Do this :: Set down all of the data exactly as it appears.

Location identification entries ::
● ● ● ● ● ● ●

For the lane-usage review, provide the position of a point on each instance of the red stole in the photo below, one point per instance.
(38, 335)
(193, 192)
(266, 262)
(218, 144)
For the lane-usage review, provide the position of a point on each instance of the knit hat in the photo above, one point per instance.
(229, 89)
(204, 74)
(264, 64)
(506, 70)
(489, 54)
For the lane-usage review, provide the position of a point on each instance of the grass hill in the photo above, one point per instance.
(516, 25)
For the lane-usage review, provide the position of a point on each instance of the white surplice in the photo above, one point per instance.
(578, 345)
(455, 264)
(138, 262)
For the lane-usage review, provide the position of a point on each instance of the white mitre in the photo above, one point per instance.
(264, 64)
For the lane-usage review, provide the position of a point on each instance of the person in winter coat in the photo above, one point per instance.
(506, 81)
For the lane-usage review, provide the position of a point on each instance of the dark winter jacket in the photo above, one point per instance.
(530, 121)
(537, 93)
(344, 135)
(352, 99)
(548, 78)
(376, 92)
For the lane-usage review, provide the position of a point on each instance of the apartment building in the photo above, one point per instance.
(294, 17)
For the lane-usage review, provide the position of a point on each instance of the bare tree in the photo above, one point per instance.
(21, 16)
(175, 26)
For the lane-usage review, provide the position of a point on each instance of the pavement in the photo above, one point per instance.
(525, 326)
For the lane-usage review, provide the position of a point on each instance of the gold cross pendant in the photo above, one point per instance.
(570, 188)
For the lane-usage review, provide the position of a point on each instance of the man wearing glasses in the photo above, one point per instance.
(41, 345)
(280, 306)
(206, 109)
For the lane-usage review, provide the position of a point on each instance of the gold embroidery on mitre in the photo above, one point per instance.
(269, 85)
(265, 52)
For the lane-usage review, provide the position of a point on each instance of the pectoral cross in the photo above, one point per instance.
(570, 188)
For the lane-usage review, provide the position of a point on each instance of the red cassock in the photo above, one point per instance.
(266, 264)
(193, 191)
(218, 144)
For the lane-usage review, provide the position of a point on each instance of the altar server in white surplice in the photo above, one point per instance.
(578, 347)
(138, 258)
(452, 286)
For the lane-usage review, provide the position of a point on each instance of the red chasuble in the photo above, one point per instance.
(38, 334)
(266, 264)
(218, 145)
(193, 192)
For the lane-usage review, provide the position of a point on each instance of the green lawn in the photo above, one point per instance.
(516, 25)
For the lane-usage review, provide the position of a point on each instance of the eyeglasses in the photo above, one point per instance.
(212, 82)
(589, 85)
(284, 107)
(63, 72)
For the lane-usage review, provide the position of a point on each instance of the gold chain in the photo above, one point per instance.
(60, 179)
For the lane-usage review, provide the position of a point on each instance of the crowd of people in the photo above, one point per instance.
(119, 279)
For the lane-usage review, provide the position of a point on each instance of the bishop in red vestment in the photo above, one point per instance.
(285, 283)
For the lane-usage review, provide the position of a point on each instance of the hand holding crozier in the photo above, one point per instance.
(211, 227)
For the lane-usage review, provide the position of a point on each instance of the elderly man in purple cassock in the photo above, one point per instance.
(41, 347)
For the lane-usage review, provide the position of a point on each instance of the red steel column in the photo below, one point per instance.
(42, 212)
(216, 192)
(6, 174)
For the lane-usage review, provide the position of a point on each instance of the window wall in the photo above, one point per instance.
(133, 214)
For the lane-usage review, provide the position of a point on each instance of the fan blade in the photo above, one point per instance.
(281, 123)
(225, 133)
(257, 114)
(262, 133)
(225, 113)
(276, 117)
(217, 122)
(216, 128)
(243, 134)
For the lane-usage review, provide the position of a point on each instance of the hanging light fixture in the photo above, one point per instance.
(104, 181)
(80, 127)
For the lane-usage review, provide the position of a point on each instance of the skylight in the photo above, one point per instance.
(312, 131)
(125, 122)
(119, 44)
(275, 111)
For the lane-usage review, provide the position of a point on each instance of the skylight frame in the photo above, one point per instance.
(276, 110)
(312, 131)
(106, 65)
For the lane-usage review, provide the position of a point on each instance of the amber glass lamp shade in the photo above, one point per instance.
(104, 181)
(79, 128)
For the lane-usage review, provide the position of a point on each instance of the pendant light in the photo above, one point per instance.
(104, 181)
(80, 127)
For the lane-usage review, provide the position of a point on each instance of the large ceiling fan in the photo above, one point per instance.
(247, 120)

● ● ● ● ● ● ●

Full output ::
For the lane-usage review, provide the position of a point on each instance of the red stole in the photo below, one point per instance.
(38, 335)
(193, 192)
(266, 262)
(218, 144)
For the lane-usage review, provide the position of a point on each instance of the knit hat in the photo above, one point per instance.
(229, 89)
(204, 74)
(264, 64)
(506, 70)
(489, 54)
For the lane-usage review, provide the position of a point on each instance of the grass hill in the photo above, one point per instance.
(516, 25)
For the lane-usage review, provide the position of a point on each instance of the white surplice in the photo above, one point per instance.
(578, 345)
(455, 264)
(138, 262)
For the lane-usage review, provide the position of a point on each instance of the white mitre in the photo above, one point per instance.
(264, 64)
For the lane-usage review, provide the position of a point on each instance of the person in winter coat in the photo above, one point per instance.
(506, 81)
For the lane-usage review, provide the position of a point on each instance of the dark winter jacket in the photo above, one point per instance.
(530, 121)
(537, 93)
(344, 135)
(352, 99)
(548, 78)
(376, 92)
For the lane-usage review, provide the position of a point on each instance of the apartment building in the photo above, one point per instance.
(294, 17)
For the lane-usage review, provide the position of a point on each instance of the bare tree in the photo above, one point per instance.
(21, 16)
(175, 26)
For the lane-usage review, provide the position of a point on each instance of the pavement in the photo above, one point per instance.
(525, 326)
For the lane-usage review, provide the position of a point on each instance of the gold cross pendant in the photo above, one point per instance.
(570, 188)
For the lane-usage review, provide the position of a point on each instance of the man wearing glasses in the photo above, one point per instance.
(41, 345)
(280, 306)
(206, 109)
For the lane-usage review, provide the position of a point on each instance of the gold embroidery on mitre in the photo above, one point per instance.
(269, 85)
(265, 52)
For the lane-usage review, provide the position of a point on each instance of the pectoral cross in the photo above, one point per instance.
(570, 188)
For the lane-usage review, provide the position of a point on each instance of the red cassock in the photo above, one point per instance.
(266, 264)
(193, 191)
(218, 144)
For the lane-usage review, provide the position of a point on each instance of the altar server in white surplice in the photo above, one point per instance.
(578, 347)
(138, 258)
(452, 286)
For the lane-usage review, provide the position of a point on each instance of the red chasuble in the photo above, one point per instance.
(38, 334)
(266, 264)
(218, 145)
(193, 192)
For the lane-usage review, provide the position of a point on each instance of the green lawn in the photo above, one point per instance.
(516, 25)
For the lane-usage review, provide the position of a point on each instance of the eyeglasses in the photo above, one point per instance.
(212, 82)
(589, 85)
(284, 107)
(63, 72)
For the lane-usage review, provide the position of a point on each instance of the gold chain in the photo above, one point per instance.
(60, 179)
For the lane-usage review, provide the position of a point on each instance of the crowd of people in the photo above, one point per instance.
(119, 279)
For the lane-usage review, provide the position of a point on each instance of the bishop in red vestment in the photo above, one point per instance.
(285, 283)
For the lane-usage review, provide the position of a point on each instance of the hand holding crozier in the photo above, one point per instance.
(211, 227)
For the lane-usage review, provide the position of a point on each instance of the elderly man in purple cassock in the photo above, one point per instance.
(41, 347)
For the lane-usage review, provide the position of a point on each instance of the red steel column in the photo below, one point per instance.
(42, 212)
(216, 192)
(6, 174)
For the lane-usage review, provide the position of a point on each instance of the window wall in the photo above, one point per instance.
(133, 214)
For the lane-usage review, provide the position of a point on each instance of the fan blade in the photo above, one point per instance.
(281, 123)
(225, 133)
(257, 114)
(262, 133)
(225, 113)
(276, 117)
(217, 122)
(216, 128)
(243, 134)
For the lane-usage review, provide the position of a point on each instance of the hanging light fixture in the photo above, one point per instance.
(104, 181)
(80, 127)
For the lane-usage review, provide the position of a point on each instance of the skylight in the photo above, one point per instance.
(312, 131)
(125, 122)
(119, 44)
(275, 111)
For the lane-usage review, provide the position of a point on each instance of the skylight frame in the photo above, one point per instance.
(276, 110)
(312, 131)
(106, 65)
For the lane-usage review, provide the position of a point on each instance of the amber glass lamp shade in the photo above, one point per instance.
(104, 181)
(79, 128)
For the lane-usage review, provide the position of a point on each instance of the pendant light in the photo above, one point per instance.
(104, 181)
(80, 127)
For the lane-usage review, provide the position of a point on each instance of the large ceiling fan in the photo above, one point per instance.
(247, 120)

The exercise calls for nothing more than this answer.